▶ _Material for this exercise_
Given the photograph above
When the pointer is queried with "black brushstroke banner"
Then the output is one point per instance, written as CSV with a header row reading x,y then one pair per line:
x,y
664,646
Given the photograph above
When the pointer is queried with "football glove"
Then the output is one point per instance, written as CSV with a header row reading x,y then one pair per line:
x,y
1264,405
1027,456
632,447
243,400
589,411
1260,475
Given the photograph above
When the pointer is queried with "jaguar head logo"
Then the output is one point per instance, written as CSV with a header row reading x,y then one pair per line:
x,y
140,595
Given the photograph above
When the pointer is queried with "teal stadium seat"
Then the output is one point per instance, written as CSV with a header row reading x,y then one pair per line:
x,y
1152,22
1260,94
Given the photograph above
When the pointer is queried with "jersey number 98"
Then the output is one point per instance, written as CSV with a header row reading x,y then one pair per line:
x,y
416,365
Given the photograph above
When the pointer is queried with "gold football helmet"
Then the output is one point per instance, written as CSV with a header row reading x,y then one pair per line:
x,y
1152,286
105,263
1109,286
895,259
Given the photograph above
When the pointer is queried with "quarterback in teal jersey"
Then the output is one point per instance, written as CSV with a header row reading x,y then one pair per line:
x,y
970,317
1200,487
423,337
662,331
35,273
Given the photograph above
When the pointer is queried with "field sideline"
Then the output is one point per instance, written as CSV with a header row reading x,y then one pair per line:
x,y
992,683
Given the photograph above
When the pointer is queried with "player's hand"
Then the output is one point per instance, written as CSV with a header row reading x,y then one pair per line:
--
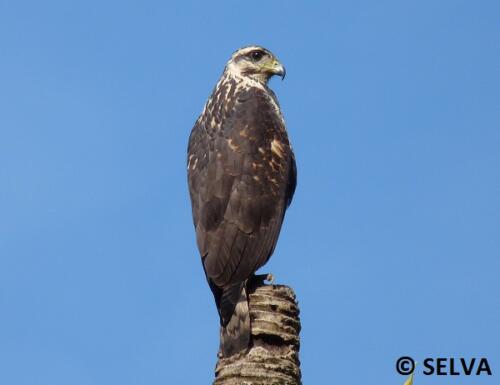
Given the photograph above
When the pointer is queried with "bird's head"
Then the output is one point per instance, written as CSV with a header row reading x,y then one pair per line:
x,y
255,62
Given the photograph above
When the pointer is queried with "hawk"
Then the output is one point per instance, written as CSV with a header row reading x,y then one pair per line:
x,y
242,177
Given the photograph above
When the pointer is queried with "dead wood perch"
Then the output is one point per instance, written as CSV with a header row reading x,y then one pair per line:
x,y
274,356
==
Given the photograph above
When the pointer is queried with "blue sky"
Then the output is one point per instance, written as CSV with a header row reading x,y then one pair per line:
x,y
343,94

▶ _Requirement_
Collect every line in the records above that contains the word "jersey", matching its case.

▶ _Task solution_
When the pointer is queried with "jersey number 98"
When the pointer is queried with "quarterback in teal jersey"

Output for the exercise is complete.